-- Exercise directions --
Copy the lines below word for word, keeping every line in its original order.

· · · · ·

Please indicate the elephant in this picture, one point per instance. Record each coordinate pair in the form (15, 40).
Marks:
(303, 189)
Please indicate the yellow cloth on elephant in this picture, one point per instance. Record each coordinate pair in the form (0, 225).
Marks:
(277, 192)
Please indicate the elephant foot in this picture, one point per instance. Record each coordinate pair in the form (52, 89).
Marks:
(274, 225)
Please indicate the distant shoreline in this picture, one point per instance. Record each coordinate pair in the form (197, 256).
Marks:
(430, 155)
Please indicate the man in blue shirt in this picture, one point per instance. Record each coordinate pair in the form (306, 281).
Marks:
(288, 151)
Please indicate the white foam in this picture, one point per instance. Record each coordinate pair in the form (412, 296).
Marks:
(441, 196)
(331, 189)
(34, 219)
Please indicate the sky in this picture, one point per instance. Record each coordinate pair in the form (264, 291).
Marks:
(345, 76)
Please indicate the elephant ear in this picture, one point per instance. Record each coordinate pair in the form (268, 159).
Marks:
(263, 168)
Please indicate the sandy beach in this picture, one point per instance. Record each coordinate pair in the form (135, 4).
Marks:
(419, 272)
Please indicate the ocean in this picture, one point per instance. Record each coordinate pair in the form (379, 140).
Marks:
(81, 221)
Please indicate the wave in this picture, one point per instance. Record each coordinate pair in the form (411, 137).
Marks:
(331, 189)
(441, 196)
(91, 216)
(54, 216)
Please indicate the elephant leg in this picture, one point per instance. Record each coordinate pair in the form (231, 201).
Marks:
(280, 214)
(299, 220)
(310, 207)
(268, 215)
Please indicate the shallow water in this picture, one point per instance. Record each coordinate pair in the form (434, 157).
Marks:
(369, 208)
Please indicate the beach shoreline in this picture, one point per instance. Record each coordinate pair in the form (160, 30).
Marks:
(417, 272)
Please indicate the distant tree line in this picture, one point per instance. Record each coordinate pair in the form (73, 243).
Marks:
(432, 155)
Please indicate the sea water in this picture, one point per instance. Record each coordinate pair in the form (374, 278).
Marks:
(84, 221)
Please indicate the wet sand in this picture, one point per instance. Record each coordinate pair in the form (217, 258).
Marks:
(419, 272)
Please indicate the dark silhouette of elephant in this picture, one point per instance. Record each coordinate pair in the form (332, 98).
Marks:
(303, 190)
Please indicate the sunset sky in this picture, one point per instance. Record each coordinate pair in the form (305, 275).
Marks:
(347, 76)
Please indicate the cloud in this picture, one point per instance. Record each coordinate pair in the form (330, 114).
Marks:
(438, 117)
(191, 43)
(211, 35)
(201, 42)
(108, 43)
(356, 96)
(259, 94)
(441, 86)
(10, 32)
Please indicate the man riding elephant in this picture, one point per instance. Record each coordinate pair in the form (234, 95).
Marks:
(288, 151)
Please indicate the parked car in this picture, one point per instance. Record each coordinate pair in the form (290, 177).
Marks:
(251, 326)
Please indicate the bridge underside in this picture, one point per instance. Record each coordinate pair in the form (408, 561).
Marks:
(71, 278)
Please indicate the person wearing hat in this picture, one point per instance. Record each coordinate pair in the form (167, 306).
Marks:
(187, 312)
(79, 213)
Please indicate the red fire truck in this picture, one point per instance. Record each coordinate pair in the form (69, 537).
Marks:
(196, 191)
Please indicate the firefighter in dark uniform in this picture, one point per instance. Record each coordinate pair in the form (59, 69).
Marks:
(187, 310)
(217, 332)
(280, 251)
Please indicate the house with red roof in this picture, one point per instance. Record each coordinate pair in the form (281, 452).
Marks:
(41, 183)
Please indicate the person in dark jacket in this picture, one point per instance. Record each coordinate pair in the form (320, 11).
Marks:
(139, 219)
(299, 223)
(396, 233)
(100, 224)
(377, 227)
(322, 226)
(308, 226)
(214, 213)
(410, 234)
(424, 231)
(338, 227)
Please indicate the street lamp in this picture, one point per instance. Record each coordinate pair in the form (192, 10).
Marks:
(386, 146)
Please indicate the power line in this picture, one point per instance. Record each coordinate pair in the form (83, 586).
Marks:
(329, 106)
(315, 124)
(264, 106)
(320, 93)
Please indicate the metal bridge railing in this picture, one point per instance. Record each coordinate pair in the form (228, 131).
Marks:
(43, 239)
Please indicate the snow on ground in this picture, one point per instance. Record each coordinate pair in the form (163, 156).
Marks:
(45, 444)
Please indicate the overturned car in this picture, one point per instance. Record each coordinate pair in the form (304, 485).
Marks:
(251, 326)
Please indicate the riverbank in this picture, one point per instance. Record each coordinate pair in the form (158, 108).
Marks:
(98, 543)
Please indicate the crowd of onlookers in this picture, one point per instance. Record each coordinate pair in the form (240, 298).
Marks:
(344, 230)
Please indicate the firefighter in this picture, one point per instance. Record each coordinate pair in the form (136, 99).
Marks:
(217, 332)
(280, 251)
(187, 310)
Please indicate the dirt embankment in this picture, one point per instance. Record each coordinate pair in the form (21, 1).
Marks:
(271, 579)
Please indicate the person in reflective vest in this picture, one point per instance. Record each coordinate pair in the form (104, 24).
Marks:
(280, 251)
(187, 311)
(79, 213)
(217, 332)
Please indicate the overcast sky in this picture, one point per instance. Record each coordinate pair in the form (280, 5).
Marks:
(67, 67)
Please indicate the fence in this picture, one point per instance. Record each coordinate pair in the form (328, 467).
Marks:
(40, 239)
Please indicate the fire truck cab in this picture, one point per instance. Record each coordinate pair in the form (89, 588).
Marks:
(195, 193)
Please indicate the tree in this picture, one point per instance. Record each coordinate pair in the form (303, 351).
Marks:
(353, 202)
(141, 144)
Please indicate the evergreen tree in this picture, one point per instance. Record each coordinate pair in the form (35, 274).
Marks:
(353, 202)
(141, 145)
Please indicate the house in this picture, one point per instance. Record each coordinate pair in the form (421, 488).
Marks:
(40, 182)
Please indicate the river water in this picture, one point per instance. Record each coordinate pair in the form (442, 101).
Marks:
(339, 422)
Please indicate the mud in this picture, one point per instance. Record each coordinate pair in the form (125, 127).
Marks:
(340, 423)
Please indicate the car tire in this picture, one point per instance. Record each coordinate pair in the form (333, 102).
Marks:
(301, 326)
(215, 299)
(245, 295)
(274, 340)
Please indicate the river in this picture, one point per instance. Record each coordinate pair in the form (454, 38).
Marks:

· · · · ·

-- Solution to this exercise --
Please indicate the elephant in this picture, one point per instance. Record each coordinate pair in the form (15, 40).
Marks:
(303, 189)
Please indicate the yellow cloth on elephant in this picture, one point per instance. Record each coordinate pair in the form (0, 225).
Marks:
(277, 192)
Please indicate the elephant foot in this picture, one point per instance. Record each coordinate pair in the form (52, 89).
Marks:
(274, 225)
Please indicate the distant shoreline in this picture, one point per instance. Record each coordinate pair in the form (197, 256).
Marks:
(430, 155)
Please indicate the man in blue shirt in this picture, one point per instance. Record each coordinate pair in the form (306, 281).
Marks:
(288, 151)
Please indicate the white foam in this picture, one point per instance. Record each coordinate pair in the form (412, 296).
Marks:
(441, 196)
(331, 189)
(34, 219)
Please indicate the sky in this picture, one point per instance. Record each coordinate pair in the form (264, 291).
Marks:
(345, 76)
Please indicate the elephant ear in this picture, one point per instance. Record each coordinate pair in the form (268, 159).
Marks:
(263, 168)
Please indicate the sandy beach in this picture, one point per instance. Record each coordinate pair in the form (135, 4).
Marks:
(419, 272)
Please indicate the ocean in this picture, one point per instance. Record each coordinate pair in the form (379, 140).
Marks:
(81, 221)
Please indicate the wave in this picture, one point per instance. Record each coordinate pair in the form (411, 137).
Marks:
(331, 189)
(441, 196)
(91, 216)
(54, 216)
Please indicate the elephant leg in this picture, one point per instance. Record each coordinate pair in the form (231, 201).
Marks:
(280, 214)
(299, 220)
(310, 207)
(268, 215)
Please indicate the shallow water in this picture, one point per instance. Record each coordinate pair in the form (434, 157).
Marks:
(369, 208)
Please indicate the beach shoreline in this picture, one point per instance. Record each coordinate pair in the form (160, 30).
Marks:
(417, 272)
Please indicate the distant tree line in this picture, one point per instance. Record each coordinate pair in the form (73, 243).
Marks:
(432, 155)
Please indicate the sea water in this picture, one point per instance. Record each coordinate pair in the form (374, 278).
Marks:
(84, 221)
Please indicate the wet sand in this picture, one point per instance. Record each coordinate pair in the form (217, 258).
Marks:
(419, 272)
Please indicate the dark silhouette of elephant in this picture, one point per instance. Record each coordinate pair in the form (332, 98).
Marks:
(303, 190)
Please indicate the sunset sky in this picture, one point per instance. Record each coordinate pair in the form (305, 275).
Marks:
(347, 76)
Please indicate the cloud in this picture, one point per instance. Record each coordinate pair in the form (330, 114).
Marks:
(438, 117)
(191, 43)
(211, 35)
(201, 42)
(108, 43)
(356, 96)
(259, 94)
(441, 86)
(10, 32)
Please indicate the man riding elephant in this picture, one point per instance. Record each coordinate pair in the form (234, 95).
Marks:
(288, 151)
Please indicate the parked car in this picture, one point per instance. Record each coordinate pair in the form (290, 177).
Marks:
(251, 326)
Please indicate the bridge underside in this picture, one point per instance. Record each coordinate pair in the form (408, 561).
Marks:
(71, 278)
Please indicate the person wearing hat in this picture, one point per instance. Record each coordinate pair in the form (167, 306).
Marks:
(187, 312)
(79, 213)
Please indicate the red fire truck in this picture, one point per instance. Record each coordinate pair in the form (69, 537).
Marks:
(196, 191)
Please indicate the firefighter in dark uniform in this picture, one point per instance. Record each coordinate pair in the form (59, 69).
Marks:
(187, 310)
(217, 332)
(280, 251)
Please indicate the house with red roof in this picture, one point per instance. Record each coordinate pair in the form (281, 452).
Marks:
(41, 183)
Please indicate the person in dark jacket in this picture, one point per instance. Record each coordinate pair in the form (320, 11).
Marks:
(139, 219)
(299, 223)
(396, 233)
(100, 224)
(377, 227)
(322, 226)
(308, 226)
(214, 213)
(410, 234)
(424, 231)
(338, 227)
Please indicate the street lamp in this picture, one point per instance. Record each coordinate pair in the form (192, 10).
Marks:
(386, 146)
Please indicate the power line in this picture, one point per instance. Record each coordinate pair in the form (83, 586).
Marks:
(329, 106)
(315, 124)
(264, 106)
(320, 93)
Please indicate the metal bridge railing in this picture, one point per instance. Record each coordinate pair in the form (228, 131).
Marks:
(43, 239)
Please indicate the snow on ground in this picture, one point per instance. Record each coordinate pair in the form (163, 156).
Marks:
(45, 444)
Please indicate the overturned car in this picture, one point per instance. Record each coordinate pair in the form (304, 485).
Marks:
(251, 326)
Please indicate the riverbank in this picture, one point per instance. Record each coordinate pair in the form (158, 108).
Marks:
(98, 543)
Please indicate the crowd of onlookers in this picture, one point per instance. Record each coordinate pair in the form (240, 298).
Marks:
(344, 230)
Please indicate the firefighter in this picture, one point per instance. Record each coordinate pair in the form (136, 99).
Marks:
(217, 332)
(280, 251)
(187, 310)
Please indicate the dirt embankment in this picture, one point per instance. Record each coordinate pair in the form (21, 1).
Marks:
(271, 579)
Please indicate the person in reflective vest in this picture, one point per instance. Record each coordinate pair in the form (104, 24).
Marks:
(280, 251)
(187, 311)
(79, 213)
(217, 332)
Please indicate the overcast sky in this picture, one point per instance. Record each coordinate pair in the form (280, 5).
Marks:
(67, 67)
Please indicate the fence in this picture, one point per instance. Record each coordinate pair in the form (328, 467).
Marks:
(40, 239)
Please indicate the fire truck cab in this picture, one point per instance. Record each coordinate pair in the form (89, 588).
Marks:
(195, 193)
Please indicate the tree in this picture, one point per instance. Record each coordinate pair in the form (303, 351).
Marks:
(353, 202)
(141, 144)
Please indicate the evergreen tree in this picture, one point per instance. Record each coordinate pair in the form (35, 274).
Marks:
(353, 202)
(141, 145)
Please indicate the house in this picture, one point per instance. Record each coordinate pair in the form (421, 488).
Marks:
(40, 182)
Please indicate the river water in this picture, one point per instance. Record each coordinate pair in the form (442, 101).
Marks:
(339, 422)
Please indicate the mud in this picture, one point per instance. Record each coordinate pair in the form (125, 127).
Marks:
(340, 423)
Please indicate the car tire in this picture, one point per instance. Record each coordinate pair in the form (333, 102).
Marks:
(301, 326)
(215, 299)
(245, 295)
(274, 340)
Please indicate the river in this picture, one point per instance. Record each coordinate pair in the form (454, 38).
Marks:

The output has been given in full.